§ **Exercise brief**:
Can you condense the paragraph of the DNA barcoding article that begins "A group of Lincoln University researchers" into a short bulleted list that keeps its main facts?

§ **Passage shown**:
::::::
19 July 2012
DNA's kitset models
A group of Lincoln University researchers led by Rupert Collins, including Rob Cruickshank, Karen Armstrong and Laura Boykin, have been messing around with models. Rupert and his colleagues are especially interested in DNA barcoding. Basically, all species should be identifiable if you look at their DNA and, in fact, if you look at one gene region in particular - COI (the ‘barcode gene’) then there is usually enough information present to confirm what species you are looking at. The main interest in DNA barcoding at Lincoln is for bioprotection. Let's say that some grapes turn up in the Port of Auckland with some insect larvae crawling around in them. There is usually no way to tell what species it is by looking at larvae - they're all small, white and wriggly. We can't tell if this is a harmless species or something that could do unspeakable harm to our fruit industry. By looking at their barcode DNA we can quickly and easily match these mysterious larvae to a species. Well, in theory at least. There are a few complications. One complication is with the models. When analysing the DNA data a model is selected to more accurately construct the tree and find the right match. The default model for DNA barcoding is known as the K2P model (which assumes that there are two basic types of nucleotides that behave differently and are present in equal proportions). Rupert has published a paper "Barcoding's next top model" in Methods in Ecology and Evolution that tests whether the K2P model really is the top model.
::::::
§ **Dataset entries**:
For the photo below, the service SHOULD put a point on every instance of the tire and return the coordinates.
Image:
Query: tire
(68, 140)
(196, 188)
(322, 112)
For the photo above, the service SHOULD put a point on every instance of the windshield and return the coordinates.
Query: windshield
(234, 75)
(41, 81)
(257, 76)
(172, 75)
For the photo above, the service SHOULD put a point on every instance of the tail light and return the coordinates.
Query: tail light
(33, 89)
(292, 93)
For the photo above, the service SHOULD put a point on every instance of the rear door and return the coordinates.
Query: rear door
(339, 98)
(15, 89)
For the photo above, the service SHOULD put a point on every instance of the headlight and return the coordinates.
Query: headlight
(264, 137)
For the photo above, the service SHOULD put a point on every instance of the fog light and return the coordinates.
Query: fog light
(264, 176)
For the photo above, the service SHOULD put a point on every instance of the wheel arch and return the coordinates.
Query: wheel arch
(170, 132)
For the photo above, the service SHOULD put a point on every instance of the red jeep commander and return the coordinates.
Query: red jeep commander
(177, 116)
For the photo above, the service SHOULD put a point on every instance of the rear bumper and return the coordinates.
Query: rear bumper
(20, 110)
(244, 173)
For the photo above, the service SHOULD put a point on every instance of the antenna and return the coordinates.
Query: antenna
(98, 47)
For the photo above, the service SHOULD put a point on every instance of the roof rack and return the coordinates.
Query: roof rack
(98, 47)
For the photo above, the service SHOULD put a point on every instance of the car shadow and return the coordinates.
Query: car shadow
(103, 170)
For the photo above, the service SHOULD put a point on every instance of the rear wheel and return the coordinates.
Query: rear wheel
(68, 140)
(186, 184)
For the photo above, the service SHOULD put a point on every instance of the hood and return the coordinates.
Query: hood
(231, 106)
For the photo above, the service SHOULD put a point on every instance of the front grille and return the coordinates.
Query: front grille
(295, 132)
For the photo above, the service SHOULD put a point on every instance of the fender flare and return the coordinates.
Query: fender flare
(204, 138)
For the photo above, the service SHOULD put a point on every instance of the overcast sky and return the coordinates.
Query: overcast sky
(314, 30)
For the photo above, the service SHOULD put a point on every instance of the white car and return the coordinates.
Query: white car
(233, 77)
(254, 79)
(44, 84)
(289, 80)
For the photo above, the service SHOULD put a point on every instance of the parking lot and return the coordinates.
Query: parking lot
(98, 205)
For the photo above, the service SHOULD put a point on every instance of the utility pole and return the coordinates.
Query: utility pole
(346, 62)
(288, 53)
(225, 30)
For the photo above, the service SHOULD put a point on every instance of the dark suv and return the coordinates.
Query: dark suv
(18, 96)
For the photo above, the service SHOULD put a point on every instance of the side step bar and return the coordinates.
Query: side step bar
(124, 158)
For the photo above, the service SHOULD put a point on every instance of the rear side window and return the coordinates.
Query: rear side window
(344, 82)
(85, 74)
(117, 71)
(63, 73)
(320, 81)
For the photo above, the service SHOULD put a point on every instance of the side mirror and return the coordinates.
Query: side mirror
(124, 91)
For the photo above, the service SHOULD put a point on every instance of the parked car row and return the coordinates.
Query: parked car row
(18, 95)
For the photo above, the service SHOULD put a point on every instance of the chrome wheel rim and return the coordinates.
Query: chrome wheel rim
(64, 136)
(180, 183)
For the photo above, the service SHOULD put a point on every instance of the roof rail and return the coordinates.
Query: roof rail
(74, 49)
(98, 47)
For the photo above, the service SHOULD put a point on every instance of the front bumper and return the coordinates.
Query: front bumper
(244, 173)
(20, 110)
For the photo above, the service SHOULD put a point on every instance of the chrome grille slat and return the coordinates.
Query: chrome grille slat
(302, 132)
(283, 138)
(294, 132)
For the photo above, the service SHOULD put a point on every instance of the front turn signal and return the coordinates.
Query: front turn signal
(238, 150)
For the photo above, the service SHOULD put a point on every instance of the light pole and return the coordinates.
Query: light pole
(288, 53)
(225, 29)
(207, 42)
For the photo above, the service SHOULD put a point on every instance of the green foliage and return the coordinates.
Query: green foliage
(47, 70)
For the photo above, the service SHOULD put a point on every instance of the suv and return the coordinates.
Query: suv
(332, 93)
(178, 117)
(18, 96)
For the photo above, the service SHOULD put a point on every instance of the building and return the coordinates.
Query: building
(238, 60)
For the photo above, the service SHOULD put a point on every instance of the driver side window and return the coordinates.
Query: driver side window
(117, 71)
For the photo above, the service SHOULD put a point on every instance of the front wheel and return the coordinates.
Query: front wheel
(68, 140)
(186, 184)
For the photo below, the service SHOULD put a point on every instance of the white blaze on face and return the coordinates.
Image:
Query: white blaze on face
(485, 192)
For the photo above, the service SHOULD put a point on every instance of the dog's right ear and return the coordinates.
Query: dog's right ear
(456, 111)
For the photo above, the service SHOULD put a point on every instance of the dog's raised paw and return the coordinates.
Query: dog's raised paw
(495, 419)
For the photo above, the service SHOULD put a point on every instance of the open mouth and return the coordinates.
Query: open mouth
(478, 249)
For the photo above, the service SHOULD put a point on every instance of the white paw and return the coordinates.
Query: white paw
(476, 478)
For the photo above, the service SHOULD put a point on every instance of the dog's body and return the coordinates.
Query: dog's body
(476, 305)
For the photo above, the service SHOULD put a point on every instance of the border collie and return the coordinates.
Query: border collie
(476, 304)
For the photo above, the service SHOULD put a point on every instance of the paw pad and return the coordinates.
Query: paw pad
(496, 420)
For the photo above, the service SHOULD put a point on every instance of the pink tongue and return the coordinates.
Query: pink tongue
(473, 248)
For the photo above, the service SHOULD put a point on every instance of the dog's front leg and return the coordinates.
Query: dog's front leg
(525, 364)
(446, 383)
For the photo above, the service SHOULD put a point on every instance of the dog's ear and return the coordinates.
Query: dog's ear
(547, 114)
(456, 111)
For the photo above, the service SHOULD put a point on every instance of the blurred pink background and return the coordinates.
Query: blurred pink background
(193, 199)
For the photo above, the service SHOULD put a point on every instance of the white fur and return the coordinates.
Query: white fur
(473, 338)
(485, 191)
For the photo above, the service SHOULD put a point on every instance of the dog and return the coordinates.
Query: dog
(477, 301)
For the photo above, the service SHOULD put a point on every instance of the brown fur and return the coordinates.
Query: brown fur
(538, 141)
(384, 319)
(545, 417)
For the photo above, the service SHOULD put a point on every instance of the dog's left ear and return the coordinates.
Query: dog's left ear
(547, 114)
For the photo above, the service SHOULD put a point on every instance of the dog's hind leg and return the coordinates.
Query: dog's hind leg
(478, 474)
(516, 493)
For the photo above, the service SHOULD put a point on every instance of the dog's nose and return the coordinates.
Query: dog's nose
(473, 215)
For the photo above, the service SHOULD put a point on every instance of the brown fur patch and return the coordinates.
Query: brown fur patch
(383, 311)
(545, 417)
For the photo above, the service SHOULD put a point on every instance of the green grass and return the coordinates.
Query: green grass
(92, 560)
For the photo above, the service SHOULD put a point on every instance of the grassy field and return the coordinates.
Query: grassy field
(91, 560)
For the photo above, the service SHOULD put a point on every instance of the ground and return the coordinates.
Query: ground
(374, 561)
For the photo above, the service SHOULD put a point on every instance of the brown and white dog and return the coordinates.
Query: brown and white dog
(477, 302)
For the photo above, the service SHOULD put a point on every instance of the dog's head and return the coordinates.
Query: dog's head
::::::
§ **Response to this exercise**:
- Lincoln University researchers Rupert Collins (lead), Rob Cruickshank, Karen Armstrong and Laura Boykin have been working with models for DNA barcoding.
- DNA barcoding identifies species from their DNA. One gene region, COI (the "barcode gene"), usually holds enough information to confirm a species.
- At Lincoln, the main interest is bioprotection. For example, insect larvae found in grapes at the Port of Auckland can't be identified by sight, but their barcode DNA can match them to a species.
- Models are one complication. A model is chosen when analyzing the DNA data to build the tree and find the right match.
- The default model is K2P, which assumes two basic types of nucleotides that behave differently and are present in equal proportions.
- Rupert's paper "Barcoding's next top model," published in Methods in Ecology and Evolution, tests whether K2P really is the top model.